-- start Dataset content --

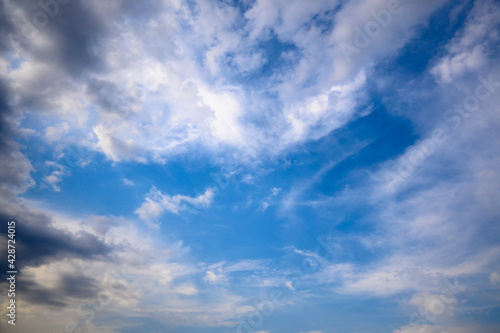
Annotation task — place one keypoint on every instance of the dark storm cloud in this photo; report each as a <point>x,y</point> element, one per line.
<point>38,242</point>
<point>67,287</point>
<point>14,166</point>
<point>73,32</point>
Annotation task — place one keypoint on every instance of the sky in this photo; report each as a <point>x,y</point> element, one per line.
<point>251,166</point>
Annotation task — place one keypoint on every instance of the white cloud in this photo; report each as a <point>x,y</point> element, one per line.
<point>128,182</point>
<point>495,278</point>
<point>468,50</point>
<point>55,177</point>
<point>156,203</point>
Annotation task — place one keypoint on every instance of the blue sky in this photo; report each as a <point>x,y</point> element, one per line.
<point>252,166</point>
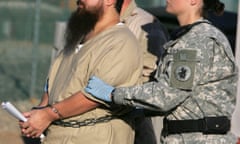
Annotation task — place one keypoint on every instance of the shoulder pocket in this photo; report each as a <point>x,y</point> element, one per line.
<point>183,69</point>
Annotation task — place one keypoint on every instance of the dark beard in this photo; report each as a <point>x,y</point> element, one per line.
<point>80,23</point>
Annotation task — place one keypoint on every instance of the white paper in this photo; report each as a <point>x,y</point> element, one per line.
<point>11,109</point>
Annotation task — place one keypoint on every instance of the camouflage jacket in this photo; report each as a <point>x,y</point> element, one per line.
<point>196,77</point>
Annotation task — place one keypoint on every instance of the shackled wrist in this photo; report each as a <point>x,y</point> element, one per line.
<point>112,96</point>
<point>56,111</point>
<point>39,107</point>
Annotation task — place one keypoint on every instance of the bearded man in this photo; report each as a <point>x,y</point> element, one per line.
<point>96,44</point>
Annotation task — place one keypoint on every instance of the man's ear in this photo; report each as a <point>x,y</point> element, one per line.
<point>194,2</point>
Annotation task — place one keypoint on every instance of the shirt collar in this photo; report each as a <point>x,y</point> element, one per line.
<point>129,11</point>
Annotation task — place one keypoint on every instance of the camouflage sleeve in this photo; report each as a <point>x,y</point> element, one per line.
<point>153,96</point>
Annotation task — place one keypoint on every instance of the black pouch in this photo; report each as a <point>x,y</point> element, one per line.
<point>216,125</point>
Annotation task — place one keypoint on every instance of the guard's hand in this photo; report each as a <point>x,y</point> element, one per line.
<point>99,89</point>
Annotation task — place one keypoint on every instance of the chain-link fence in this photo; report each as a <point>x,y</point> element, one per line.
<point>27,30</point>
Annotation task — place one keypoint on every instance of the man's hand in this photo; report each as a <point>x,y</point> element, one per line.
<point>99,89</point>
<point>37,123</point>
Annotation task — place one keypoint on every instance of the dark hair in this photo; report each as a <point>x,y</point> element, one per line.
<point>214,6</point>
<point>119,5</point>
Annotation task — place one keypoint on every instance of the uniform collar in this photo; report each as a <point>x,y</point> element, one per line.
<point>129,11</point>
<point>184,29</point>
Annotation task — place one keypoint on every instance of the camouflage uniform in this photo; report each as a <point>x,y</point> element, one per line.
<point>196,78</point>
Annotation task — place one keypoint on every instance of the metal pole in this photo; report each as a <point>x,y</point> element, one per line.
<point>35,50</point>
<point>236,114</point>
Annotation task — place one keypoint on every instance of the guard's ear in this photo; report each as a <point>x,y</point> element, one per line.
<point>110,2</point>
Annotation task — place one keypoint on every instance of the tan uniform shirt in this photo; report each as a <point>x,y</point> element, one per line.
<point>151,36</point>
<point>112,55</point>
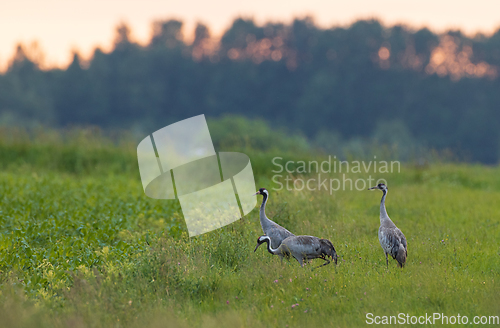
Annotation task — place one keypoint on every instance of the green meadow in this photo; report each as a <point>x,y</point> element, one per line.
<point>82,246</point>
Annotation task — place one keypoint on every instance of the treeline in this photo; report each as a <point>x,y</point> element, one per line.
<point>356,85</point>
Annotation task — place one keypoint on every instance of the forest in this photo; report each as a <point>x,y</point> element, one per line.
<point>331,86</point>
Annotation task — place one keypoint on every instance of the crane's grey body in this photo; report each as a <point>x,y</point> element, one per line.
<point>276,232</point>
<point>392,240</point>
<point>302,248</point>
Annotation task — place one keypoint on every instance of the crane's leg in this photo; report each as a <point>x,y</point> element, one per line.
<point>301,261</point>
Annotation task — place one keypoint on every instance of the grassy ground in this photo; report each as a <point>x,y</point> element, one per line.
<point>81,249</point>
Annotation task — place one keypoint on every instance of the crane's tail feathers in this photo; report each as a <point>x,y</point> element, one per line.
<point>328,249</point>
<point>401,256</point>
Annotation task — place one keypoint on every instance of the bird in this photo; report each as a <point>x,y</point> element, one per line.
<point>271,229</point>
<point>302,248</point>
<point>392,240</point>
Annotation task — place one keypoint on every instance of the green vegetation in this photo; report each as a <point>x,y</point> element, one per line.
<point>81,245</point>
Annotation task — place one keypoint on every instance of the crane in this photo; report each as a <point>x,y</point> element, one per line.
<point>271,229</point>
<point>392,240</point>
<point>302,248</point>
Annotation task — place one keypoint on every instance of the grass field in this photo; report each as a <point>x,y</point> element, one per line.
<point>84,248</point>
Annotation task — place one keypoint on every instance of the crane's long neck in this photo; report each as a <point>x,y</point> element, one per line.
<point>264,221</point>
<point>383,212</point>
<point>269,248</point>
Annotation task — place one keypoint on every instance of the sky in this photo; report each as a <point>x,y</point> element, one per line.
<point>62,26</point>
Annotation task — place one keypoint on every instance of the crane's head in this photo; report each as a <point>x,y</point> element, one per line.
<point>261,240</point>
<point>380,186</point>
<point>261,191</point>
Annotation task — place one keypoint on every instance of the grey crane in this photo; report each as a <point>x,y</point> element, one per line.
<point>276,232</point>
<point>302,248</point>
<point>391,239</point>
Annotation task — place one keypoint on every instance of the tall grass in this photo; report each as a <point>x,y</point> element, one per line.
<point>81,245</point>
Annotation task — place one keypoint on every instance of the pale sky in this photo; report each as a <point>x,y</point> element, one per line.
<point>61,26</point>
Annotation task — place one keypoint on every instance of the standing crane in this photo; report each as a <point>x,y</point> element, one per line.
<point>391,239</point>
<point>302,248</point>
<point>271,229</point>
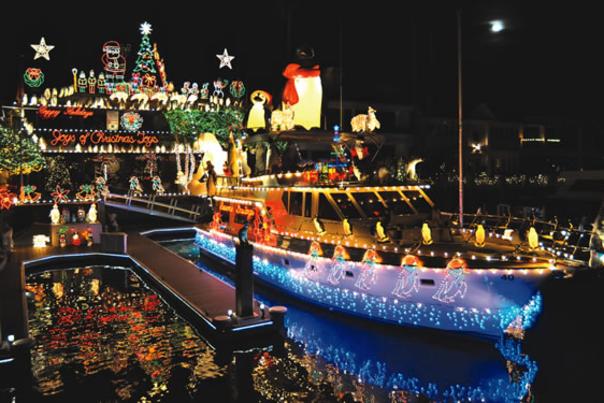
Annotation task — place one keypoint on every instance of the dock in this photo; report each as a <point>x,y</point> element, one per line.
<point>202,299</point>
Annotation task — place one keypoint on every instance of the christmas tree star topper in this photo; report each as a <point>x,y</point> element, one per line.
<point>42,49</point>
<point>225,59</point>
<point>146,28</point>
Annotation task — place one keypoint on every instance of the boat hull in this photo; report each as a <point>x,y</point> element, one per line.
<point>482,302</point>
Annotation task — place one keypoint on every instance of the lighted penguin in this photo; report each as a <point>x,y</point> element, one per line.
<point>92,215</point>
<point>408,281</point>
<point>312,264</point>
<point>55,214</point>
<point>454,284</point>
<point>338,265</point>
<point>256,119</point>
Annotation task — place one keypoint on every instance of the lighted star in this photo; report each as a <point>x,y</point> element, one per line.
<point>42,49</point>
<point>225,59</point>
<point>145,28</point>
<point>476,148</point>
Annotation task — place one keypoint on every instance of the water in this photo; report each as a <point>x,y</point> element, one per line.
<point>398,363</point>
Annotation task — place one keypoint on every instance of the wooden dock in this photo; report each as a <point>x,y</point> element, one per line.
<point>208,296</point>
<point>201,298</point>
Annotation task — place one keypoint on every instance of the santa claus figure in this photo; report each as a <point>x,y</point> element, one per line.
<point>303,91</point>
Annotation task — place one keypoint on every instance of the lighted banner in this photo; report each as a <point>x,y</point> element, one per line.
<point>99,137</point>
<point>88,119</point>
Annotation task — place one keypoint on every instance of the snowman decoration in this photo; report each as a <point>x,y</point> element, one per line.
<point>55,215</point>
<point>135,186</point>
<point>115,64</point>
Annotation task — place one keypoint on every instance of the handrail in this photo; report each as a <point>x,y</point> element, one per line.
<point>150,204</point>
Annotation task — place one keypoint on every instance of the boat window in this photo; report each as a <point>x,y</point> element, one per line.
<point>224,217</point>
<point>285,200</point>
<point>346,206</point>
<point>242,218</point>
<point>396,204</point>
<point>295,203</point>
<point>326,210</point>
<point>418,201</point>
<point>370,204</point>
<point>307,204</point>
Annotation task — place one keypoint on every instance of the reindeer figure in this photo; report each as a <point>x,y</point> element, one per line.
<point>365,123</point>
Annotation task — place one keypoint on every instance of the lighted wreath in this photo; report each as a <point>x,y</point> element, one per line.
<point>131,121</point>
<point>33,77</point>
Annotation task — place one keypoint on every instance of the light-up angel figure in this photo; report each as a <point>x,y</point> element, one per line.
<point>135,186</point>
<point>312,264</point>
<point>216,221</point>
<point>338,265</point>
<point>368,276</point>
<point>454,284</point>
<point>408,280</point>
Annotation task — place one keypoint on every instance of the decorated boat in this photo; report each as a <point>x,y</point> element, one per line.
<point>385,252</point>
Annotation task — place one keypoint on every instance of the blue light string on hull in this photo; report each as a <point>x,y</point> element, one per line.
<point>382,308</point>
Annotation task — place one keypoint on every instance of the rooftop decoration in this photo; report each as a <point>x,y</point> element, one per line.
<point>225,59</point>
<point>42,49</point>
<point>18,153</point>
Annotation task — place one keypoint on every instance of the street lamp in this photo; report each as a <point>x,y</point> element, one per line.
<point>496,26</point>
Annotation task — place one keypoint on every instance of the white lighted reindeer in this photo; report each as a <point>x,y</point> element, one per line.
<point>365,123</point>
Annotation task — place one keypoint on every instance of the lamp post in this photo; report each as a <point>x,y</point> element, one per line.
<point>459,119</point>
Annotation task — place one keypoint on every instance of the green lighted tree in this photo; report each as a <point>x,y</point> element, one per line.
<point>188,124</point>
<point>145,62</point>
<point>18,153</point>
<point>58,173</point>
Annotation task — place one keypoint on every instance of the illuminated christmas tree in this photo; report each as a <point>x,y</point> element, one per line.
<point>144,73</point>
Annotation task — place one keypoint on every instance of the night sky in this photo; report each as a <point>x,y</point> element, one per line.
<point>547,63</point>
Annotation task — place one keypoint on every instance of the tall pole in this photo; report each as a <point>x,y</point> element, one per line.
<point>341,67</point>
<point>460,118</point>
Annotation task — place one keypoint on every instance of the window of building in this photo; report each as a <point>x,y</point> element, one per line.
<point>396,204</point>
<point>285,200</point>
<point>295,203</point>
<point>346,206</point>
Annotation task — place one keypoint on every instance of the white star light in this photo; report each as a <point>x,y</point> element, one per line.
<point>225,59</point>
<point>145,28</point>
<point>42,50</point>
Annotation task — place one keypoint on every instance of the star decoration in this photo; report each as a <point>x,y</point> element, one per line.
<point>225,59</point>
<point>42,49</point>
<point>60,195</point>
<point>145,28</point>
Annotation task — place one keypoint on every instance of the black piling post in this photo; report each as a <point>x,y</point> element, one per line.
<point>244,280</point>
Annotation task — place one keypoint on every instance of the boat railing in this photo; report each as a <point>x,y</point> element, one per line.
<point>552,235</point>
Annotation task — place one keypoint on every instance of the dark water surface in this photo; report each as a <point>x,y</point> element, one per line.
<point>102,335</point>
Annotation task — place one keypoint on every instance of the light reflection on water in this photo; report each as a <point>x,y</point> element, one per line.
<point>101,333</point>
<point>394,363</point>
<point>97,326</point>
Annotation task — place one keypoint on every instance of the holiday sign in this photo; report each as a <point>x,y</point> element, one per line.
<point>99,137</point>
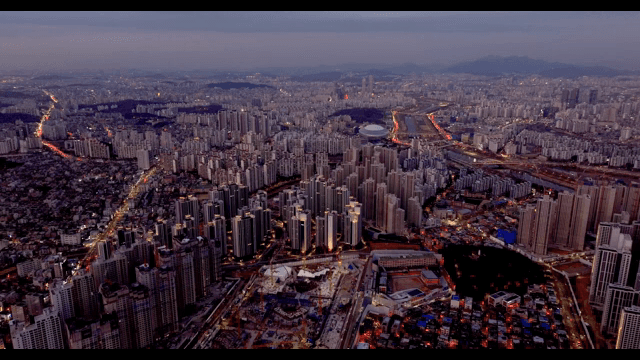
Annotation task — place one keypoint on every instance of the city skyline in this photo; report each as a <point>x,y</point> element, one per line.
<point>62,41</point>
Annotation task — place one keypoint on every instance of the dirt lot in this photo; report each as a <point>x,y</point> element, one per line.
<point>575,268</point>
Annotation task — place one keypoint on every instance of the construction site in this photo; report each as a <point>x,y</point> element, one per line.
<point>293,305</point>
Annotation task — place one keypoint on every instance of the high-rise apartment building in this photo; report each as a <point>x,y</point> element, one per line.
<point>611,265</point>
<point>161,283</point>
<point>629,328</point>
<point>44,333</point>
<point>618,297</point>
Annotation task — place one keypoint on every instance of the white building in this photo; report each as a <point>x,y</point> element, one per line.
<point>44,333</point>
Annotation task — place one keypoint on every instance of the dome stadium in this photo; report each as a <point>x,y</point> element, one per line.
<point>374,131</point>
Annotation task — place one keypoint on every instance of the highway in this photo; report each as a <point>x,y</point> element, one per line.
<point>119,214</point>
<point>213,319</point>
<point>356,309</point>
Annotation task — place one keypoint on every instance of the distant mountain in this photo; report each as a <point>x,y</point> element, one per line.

-- end Dataset content --

» **Exercise directions**
Reproduce the lines from the first one up to and including the line with "<point>39,107</point>", substituting "marker" for "keypoint" and leaving everything else unchanged. Omit the pictures from your answer.

» **Reply**
Annotation task — place one marker on every instance of the dark storm cloud in this photo; report each as a <point>x,y</point> element, one per line.
<point>38,242</point>
<point>67,287</point>
<point>14,166</point>
<point>73,32</point>
Annotation task — place one marker on every instance of the sky in this photo; report each as a <point>x,y</point> element, one per line.
<point>251,166</point>
Annotation task — place one marker on every instance of the white cloud in this photo; report each as a <point>x,y</point> element, one per line.
<point>128,182</point>
<point>495,278</point>
<point>468,50</point>
<point>55,177</point>
<point>156,203</point>
Annotation task — place one marker on every instance of the blue sky in this photo; report each as a <point>x,y</point> element, one per line.
<point>252,166</point>
Annotation task — place one marker on every instance of the shoulder pocket in this photo; report each as a <point>x,y</point> element, one per line.
<point>183,69</point>
Annotation task — place one marker on every instance of the dark beard in this photo; report each as a <point>x,y</point> element, one per line.
<point>80,23</point>
Annotation task — place one marker on every instance of the white paper in this photo; report each as a <point>x,y</point> element, one per line.
<point>11,109</point>
Annotation task — place one marker on every instance of the camouflage jacket in this photo; report each as a <point>x,y</point> element, one per line.
<point>196,77</point>
Annotation task — place one marker on every instance of the shackled wrist in this photo; report each as a <point>x,y</point> element, one per line.
<point>112,96</point>
<point>56,111</point>
<point>39,107</point>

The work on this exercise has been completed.